• [GIVEN INSTRUCTION]
Could you copy the data again, starting at the line that has "find the white and blue soccer ball" and running through the last line, with every coordinate in the answers shifted up by 18?

• [MATERIAL PROVIDED]

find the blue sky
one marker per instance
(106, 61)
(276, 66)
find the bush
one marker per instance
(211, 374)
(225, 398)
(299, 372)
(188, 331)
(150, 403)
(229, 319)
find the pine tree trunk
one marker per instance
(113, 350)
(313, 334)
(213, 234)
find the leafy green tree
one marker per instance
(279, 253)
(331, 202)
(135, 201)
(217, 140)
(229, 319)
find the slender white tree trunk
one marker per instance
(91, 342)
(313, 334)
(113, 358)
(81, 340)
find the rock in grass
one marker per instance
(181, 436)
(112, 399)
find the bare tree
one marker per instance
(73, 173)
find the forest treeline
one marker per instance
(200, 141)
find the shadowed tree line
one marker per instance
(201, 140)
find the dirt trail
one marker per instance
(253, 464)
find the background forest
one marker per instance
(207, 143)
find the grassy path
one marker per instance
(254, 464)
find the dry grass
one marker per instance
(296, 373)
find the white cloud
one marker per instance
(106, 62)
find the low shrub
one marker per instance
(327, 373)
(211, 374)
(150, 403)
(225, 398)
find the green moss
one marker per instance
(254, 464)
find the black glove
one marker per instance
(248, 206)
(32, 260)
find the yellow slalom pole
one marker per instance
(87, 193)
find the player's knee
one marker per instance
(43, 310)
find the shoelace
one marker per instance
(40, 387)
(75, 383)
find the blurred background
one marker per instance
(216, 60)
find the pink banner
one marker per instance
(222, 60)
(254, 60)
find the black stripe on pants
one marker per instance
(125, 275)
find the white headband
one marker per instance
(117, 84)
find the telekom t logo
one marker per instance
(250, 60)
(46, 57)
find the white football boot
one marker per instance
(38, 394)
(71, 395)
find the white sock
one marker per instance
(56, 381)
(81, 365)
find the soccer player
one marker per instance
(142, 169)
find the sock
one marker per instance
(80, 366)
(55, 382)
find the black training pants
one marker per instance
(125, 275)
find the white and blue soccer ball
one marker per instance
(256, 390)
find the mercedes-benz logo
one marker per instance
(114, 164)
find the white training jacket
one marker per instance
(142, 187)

• [TASK RESULT]
find the white and blue soccer ball
one marker per instance
(274, 408)
find the mercedes-benz logo
one marker per instance
(132, 182)
find the white training jacket
one marker per instance
(160, 205)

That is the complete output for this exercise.